** Opening EXCERPTED DATA block **

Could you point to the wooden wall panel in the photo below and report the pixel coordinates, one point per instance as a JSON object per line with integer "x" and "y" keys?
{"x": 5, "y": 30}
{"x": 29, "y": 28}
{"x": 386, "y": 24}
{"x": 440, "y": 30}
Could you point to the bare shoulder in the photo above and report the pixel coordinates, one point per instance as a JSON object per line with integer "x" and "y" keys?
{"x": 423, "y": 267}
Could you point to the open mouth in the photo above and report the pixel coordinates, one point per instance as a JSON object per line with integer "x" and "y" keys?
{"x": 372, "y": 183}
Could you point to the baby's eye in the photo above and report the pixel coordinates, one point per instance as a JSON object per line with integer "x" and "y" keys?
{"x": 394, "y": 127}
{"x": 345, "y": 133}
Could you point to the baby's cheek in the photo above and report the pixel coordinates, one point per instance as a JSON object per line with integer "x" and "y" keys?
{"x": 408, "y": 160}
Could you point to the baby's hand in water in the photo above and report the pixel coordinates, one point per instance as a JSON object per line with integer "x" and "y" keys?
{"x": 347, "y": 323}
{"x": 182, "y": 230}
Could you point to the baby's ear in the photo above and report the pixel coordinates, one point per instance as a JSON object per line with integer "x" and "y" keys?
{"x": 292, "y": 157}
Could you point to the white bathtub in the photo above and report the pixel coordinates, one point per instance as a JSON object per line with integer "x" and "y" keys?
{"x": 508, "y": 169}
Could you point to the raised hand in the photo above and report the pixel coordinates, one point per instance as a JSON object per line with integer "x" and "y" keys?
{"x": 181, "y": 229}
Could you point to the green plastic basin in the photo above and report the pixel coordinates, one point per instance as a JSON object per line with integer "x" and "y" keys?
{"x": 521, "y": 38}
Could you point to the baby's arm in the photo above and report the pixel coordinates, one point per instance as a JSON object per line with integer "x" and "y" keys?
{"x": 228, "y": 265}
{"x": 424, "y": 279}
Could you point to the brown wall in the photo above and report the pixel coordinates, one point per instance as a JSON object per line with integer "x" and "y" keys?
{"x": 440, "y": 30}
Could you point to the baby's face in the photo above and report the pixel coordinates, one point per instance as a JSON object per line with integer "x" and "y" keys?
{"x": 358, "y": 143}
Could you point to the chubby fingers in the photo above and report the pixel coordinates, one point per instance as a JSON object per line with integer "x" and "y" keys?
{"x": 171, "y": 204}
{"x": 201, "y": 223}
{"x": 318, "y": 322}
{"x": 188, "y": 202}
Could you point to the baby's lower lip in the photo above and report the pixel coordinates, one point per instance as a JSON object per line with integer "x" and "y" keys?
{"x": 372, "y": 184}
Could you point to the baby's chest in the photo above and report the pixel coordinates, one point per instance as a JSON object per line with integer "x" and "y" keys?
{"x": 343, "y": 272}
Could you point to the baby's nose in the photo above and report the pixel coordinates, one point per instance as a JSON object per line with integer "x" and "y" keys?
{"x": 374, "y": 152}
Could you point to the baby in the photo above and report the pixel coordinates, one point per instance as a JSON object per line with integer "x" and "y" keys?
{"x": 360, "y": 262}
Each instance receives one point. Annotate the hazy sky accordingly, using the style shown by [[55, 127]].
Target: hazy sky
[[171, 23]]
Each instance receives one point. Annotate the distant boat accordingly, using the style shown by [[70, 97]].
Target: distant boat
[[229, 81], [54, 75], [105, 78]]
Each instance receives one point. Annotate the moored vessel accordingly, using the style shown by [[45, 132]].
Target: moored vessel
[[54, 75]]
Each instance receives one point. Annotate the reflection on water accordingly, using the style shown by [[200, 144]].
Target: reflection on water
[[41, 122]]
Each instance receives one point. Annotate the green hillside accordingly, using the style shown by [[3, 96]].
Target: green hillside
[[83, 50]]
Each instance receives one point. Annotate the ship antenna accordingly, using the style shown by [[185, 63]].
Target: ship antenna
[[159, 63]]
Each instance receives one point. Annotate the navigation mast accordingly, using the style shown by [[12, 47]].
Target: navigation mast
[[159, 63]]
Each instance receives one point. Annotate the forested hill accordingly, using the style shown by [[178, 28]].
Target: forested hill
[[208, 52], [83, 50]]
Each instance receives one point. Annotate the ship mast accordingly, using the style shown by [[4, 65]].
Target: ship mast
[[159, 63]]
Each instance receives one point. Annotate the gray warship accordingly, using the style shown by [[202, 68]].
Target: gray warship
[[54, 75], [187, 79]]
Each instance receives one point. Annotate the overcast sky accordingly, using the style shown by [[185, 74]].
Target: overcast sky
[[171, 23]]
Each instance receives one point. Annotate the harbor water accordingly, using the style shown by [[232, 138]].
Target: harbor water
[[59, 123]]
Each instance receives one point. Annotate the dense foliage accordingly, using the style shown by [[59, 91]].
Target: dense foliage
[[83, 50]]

** Closing EXCERPTED DATA block **

| REQUIRED WORK |
Please reproduce, word for word, every line from the line with "Each instance receives one point. Annotate the harbor" to the final line above, including both ends.

| TASK RESULT |
Each instance receives one point. Annotate the harbor water accordingly, using the style shown by [[232, 138]].
Target: harbor water
[[59, 123]]
Each instance receives one point. Annotate the dense foliage accordingly, using the style shown by [[59, 91]].
Target: dense foliage
[[83, 50]]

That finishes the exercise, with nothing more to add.